Aim of the exercise: From the records below, set down exactly the lines starting with the line that contains "Identify quarter window in the frame above." and going on through the line that contains "Identify door handle in the frame above.". Nothing else is wanted.

Task data section start

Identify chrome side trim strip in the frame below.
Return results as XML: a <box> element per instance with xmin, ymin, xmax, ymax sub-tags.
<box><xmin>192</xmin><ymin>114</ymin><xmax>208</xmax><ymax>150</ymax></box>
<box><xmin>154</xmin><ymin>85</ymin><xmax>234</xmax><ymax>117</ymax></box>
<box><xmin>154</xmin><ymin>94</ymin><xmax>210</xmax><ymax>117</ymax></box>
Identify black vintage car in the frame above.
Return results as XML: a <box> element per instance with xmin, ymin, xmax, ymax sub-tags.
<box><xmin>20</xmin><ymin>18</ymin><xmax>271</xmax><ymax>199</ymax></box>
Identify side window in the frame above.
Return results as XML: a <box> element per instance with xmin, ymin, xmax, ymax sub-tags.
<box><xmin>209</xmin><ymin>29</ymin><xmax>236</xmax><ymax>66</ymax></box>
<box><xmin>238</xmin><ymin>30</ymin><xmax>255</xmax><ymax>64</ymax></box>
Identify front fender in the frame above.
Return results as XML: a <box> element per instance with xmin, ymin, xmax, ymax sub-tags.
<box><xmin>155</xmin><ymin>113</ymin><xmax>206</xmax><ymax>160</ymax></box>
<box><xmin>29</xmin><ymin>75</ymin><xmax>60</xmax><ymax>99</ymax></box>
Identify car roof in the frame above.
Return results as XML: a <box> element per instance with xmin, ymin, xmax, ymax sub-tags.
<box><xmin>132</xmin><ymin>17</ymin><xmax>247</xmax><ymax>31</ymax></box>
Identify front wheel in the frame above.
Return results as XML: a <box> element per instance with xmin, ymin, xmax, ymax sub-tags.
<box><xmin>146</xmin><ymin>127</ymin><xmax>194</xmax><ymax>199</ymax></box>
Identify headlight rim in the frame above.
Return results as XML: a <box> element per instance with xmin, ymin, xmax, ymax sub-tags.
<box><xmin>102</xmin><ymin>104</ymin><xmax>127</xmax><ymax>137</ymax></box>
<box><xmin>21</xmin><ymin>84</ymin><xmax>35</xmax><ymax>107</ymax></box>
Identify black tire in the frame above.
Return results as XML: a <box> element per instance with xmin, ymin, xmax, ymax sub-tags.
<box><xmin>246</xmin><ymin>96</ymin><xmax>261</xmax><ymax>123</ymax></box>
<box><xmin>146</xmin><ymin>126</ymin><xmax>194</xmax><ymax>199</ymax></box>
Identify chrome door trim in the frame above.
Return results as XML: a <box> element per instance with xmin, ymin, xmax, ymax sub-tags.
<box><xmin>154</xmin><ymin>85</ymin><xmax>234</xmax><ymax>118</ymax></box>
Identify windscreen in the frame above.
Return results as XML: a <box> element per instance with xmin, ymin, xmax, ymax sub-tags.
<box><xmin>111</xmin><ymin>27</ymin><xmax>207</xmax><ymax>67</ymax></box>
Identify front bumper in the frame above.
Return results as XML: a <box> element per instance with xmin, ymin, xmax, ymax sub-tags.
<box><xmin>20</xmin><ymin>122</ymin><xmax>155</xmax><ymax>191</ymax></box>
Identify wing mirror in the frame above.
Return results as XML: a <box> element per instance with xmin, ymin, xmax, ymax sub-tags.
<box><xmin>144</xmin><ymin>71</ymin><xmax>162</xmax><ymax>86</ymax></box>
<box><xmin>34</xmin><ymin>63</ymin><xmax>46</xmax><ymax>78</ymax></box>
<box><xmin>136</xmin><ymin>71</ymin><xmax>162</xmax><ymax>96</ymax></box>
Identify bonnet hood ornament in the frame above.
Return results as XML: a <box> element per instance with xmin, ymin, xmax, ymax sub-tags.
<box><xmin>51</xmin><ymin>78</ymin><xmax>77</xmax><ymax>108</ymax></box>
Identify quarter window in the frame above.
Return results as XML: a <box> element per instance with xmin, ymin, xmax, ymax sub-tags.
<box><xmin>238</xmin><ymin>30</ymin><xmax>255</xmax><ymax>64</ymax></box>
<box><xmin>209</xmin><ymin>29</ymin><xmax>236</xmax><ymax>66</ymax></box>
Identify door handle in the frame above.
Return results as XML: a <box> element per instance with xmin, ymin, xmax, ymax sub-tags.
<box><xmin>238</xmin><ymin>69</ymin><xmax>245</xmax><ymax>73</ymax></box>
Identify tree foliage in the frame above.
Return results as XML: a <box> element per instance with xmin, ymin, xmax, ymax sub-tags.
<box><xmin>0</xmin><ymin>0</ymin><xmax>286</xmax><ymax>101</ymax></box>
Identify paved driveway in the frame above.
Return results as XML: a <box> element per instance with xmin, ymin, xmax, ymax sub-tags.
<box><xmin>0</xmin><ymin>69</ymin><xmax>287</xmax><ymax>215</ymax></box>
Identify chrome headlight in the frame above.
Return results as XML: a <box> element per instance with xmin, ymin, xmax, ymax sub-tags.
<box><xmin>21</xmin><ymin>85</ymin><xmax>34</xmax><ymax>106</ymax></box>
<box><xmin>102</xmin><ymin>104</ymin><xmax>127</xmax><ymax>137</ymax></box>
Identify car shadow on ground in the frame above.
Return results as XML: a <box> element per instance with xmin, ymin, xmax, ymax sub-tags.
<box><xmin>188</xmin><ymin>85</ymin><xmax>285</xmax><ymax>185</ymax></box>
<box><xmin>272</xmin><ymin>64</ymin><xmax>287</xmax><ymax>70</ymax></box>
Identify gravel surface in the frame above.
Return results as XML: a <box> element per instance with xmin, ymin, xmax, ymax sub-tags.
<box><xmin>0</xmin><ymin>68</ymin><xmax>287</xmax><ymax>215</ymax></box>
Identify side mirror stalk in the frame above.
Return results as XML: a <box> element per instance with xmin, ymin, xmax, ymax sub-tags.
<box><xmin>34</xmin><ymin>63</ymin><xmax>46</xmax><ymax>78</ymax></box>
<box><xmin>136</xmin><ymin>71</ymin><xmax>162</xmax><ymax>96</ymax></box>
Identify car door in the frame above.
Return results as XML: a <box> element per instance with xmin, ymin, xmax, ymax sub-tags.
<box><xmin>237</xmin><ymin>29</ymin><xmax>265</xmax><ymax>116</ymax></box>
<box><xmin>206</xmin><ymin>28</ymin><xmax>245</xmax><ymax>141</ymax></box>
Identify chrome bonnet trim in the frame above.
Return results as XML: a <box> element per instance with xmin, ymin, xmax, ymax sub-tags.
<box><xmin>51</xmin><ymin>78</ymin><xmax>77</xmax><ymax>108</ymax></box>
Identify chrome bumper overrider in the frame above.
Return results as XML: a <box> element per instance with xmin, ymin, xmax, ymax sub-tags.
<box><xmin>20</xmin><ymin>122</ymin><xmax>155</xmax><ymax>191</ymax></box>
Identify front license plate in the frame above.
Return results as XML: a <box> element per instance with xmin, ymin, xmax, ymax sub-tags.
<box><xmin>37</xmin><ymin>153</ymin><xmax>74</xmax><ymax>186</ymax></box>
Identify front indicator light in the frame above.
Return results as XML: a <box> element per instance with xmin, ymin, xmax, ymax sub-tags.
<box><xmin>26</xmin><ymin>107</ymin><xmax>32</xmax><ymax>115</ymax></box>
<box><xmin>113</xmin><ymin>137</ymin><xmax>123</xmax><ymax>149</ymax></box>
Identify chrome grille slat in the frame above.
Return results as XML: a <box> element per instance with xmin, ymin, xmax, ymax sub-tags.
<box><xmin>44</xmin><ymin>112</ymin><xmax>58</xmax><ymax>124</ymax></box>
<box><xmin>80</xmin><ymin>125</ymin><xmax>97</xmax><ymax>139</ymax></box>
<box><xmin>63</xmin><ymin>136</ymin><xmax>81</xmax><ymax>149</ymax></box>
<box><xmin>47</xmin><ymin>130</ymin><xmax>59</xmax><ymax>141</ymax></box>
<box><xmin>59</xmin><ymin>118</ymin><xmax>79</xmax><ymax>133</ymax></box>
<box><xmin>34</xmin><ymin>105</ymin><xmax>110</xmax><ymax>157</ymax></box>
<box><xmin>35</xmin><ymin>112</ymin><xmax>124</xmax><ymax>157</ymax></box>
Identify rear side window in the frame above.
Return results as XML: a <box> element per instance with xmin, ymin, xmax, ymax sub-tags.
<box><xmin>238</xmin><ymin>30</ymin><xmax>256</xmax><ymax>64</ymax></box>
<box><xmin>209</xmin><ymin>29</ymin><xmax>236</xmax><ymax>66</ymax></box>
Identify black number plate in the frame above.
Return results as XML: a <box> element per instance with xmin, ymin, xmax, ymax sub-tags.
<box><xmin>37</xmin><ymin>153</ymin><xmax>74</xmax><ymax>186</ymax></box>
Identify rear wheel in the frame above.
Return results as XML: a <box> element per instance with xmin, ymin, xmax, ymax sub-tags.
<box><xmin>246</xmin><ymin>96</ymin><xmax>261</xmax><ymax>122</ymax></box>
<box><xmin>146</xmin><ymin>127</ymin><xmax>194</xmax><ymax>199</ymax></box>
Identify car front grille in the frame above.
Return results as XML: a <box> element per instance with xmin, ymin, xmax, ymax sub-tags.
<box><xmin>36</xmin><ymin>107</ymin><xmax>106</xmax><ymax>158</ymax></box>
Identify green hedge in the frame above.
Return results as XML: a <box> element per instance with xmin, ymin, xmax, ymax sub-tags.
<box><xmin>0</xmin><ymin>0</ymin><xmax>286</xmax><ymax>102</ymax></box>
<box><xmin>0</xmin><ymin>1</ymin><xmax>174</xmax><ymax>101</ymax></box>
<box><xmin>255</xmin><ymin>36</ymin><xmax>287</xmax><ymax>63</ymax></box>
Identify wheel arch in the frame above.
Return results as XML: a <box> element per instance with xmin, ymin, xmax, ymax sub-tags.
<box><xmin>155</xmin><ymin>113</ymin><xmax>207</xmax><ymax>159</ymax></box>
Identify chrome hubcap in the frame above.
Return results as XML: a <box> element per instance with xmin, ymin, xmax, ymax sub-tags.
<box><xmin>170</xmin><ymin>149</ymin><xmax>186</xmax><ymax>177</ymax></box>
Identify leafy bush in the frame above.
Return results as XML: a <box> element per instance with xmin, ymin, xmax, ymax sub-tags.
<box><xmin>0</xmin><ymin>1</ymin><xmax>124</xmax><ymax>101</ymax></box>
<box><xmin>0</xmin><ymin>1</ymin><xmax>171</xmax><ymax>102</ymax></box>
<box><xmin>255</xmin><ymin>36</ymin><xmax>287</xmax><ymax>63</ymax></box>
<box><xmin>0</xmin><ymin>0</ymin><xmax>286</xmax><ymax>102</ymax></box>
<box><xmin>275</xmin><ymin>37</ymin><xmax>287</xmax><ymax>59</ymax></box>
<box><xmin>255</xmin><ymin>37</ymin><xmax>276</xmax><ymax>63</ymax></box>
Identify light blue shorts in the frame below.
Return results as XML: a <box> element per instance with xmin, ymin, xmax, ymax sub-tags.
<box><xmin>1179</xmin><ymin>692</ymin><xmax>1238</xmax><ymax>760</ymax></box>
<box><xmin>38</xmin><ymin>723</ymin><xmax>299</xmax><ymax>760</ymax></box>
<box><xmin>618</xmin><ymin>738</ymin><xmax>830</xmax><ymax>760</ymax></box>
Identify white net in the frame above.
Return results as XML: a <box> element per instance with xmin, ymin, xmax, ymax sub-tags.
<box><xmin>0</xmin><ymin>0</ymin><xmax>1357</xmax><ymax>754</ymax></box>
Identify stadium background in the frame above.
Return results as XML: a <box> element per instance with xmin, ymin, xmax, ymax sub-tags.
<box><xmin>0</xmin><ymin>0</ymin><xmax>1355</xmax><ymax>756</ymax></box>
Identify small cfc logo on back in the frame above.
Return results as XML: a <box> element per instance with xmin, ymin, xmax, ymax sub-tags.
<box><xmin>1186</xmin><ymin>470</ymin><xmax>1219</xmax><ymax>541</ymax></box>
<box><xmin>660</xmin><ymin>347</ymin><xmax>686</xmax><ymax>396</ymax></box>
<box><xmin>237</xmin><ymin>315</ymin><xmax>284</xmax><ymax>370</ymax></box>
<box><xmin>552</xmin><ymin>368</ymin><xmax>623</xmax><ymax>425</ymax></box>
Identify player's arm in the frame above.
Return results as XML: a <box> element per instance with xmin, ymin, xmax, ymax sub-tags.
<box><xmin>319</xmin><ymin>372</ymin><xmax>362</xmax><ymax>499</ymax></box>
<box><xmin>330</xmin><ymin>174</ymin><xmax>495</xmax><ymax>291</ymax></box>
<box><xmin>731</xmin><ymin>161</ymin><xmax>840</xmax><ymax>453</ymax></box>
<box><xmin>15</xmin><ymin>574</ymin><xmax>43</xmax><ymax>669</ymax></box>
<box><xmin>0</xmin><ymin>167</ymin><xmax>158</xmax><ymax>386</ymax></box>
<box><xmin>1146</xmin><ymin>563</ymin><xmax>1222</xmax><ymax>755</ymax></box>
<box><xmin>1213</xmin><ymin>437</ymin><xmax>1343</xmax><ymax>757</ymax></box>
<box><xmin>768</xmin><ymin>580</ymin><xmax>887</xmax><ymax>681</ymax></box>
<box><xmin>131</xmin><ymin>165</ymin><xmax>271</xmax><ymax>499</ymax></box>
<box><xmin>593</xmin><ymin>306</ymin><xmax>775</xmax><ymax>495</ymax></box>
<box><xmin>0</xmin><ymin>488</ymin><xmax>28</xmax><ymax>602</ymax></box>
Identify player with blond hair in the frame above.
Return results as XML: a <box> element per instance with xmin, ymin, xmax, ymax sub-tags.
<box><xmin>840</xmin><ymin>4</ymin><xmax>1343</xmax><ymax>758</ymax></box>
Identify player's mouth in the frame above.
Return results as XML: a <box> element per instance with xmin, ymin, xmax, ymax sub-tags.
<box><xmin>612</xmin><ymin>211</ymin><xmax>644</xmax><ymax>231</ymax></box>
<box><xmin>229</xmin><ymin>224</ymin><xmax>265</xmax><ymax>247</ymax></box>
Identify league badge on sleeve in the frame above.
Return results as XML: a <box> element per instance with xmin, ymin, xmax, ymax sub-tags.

Task data section end

Answer for the task:
Identify quarter window in the frame above.
Return results as XML: a <box> element per instance with xmin, ymin, xmax, ymax sub-tags.
<box><xmin>238</xmin><ymin>30</ymin><xmax>255</xmax><ymax>64</ymax></box>
<box><xmin>209</xmin><ymin>29</ymin><xmax>236</xmax><ymax>66</ymax></box>
Identify door handle in the frame above.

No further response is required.